◆ OBJECTIVE A ◆
From the pandas notebook, retype the part from "Data directories" up to and including "data_list = os.listdir(data_dir)".
◆ OBJECTIVE B ◆
According to the pandas notebook, which two files does the data directory contain?
◆ OBJECTIVE C ◆
Proceed with the pandas notebook from the point where it stops.

◆ TEXT PROVIDED ◆
:::

In [1]:
import os
import pandas as pd
from typing import List

Data directories

In [2]:
working_dir = os.getcwd()
parent_dir = "/".join(working_dir.split("/")[:-1])
data_dir = f"{parent_dir}/data"
data_list = os.listdir(data_dir)

print(f"[Info:] Parent Directory: {parent_dir}")
print(f"[Info:] Working Directory: {working_dir}")
print(f"[Info:] Data Directory: {data_list}")

[Info:] Parent Directory: /home/arfan/Documents/Others/Omegga/project
[Info:] Working Directory: /home/arfan/Documents/Others/Omegga/project/dev
[Info:] Data Directory: ['final_data.xlsx', 'raw_data.xlsx']


Dataset generation blocks

In [3]:
def generate_dataset(
    df: pd.DataFrame,
    sample_size: int,
    ordering_col: str,
    columns_to_drop: List[str],
    dropping_axis: int = 1,
    randomness: int = 42,
    replacement: bool = True,
    reset_index: bool = True) -> pd.DataFrame:
    """generating sample dataset from the original one.

:::

Entries from a pointing dataset
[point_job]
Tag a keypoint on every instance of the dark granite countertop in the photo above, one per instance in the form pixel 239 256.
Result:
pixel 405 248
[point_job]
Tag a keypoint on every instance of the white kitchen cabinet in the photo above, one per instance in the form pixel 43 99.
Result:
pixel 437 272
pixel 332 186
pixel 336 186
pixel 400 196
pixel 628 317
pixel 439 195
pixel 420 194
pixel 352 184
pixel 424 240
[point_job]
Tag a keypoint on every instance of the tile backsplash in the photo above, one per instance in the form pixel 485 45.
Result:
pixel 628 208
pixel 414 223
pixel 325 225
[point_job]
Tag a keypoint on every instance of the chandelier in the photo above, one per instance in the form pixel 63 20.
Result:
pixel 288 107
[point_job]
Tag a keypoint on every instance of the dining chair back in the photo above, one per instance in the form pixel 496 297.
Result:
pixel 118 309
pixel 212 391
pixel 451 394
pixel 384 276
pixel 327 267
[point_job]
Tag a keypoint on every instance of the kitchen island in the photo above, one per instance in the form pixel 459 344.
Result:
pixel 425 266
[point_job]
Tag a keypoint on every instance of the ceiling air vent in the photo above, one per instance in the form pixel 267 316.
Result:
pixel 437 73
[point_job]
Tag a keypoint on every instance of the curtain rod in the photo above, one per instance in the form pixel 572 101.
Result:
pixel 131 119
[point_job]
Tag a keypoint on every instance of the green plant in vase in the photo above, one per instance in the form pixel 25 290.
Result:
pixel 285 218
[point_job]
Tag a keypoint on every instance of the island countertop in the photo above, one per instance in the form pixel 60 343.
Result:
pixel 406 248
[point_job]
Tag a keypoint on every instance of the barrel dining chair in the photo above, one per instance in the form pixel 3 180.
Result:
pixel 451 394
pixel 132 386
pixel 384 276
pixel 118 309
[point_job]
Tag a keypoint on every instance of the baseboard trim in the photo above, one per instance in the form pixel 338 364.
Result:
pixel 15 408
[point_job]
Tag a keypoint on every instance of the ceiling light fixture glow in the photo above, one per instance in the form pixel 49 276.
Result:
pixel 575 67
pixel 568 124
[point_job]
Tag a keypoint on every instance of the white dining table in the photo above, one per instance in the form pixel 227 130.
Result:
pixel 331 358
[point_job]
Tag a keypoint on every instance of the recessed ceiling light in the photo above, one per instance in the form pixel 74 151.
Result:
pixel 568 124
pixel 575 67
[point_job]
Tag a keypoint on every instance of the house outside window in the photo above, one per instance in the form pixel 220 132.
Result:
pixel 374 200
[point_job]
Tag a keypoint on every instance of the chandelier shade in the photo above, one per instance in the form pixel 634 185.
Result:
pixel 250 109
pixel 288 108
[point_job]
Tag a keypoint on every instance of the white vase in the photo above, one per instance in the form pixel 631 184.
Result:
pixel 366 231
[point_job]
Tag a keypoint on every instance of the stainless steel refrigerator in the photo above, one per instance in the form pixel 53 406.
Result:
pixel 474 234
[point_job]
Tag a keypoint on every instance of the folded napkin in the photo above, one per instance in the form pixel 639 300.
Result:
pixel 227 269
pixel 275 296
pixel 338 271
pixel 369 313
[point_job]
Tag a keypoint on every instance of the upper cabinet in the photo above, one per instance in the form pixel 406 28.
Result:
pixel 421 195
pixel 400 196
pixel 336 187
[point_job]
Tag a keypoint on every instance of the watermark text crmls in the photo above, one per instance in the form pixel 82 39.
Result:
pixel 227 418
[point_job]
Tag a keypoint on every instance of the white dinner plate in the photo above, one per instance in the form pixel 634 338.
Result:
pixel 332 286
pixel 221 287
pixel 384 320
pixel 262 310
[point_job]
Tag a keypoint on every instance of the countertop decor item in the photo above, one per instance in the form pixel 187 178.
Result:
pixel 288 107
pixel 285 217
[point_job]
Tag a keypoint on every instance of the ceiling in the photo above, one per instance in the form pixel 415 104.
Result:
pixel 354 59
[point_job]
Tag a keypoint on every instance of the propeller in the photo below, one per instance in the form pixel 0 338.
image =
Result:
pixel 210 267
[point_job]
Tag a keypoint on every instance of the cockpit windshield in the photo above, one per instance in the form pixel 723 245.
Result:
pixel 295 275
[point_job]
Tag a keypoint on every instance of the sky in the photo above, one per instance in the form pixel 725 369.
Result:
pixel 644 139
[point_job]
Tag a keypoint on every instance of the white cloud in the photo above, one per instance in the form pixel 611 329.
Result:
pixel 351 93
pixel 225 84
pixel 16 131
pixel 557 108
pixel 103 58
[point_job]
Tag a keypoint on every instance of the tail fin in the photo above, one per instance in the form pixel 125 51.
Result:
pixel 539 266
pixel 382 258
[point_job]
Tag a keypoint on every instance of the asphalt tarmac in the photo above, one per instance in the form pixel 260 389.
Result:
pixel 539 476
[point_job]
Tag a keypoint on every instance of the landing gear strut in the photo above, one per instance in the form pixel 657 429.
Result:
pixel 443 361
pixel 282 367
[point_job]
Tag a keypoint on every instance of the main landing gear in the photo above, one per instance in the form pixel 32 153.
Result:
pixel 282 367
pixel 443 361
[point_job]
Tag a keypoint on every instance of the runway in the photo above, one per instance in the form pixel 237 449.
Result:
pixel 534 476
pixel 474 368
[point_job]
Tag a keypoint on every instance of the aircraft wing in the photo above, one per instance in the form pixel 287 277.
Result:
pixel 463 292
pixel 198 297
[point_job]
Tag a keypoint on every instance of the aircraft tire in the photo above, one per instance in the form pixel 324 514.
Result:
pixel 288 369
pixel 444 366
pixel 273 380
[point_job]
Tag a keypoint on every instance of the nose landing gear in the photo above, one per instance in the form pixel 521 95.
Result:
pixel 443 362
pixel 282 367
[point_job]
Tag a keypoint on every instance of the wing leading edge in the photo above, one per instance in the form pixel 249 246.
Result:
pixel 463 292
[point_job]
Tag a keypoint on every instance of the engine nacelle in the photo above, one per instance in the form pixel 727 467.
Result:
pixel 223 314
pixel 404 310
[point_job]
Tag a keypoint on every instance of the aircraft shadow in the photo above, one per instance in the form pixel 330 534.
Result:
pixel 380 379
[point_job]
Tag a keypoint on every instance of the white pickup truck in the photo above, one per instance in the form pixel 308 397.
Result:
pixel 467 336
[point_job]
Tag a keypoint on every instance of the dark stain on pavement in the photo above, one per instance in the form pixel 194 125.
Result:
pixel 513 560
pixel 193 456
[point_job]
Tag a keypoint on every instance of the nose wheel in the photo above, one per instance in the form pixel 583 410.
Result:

:::

◆ RESPONSE A ◆
Data directories

In [2]:
working_dir = os.getcwd()
parent_dir = "/".join(working_dir.split("/")[:-1])
data_dir = f"{parent_dir}/data"
data_list = os.listdir(data_dir)

◆ RESPONSE B ◆
final_data.xlsx and raw_data.xlsx

◆ RESPONSE C ◆
    This function accepts pandas dataframe and selects
    rows with sampling. returns similar type of pandas
    dataframe.
    
    Note: Original dataset is not provided for privacy

    Args:
        df (pd.DataFrame): input pandas tabular dataframe
        sample_size (int): sample size to extract data from original data
        dropping_axis (int): accpets 0 or 1. to drop following column or row 
                                if 1 then column wise row dropping otherwise 
                                vice versa
        randomness (int): integer to introduce randomness in the data
        ordering_col (str): column to follow ordering of the rows
        columns_to_drop (List[str]): list of columns to drop
        replacement (bool, optional): whether sampling with replacement or not. 
                                        Defaults to True.
        reset_index (bool, optional): if resetting of the indexes needed or not. 
                                        Defaults to True.

    Returns:
        pd.DataFrame: resulting data into pandas tabular dataframe
    """
    df = df.sample(n=sample_size, replace=replacement, random_state=randomness)
    df.drop(columns_to_drop, axis=dropping_axis, inplace=True)
    df.sort_values(ordering_col, inplace=True)
    if reset_index:
        df.reset_index(inplace=True)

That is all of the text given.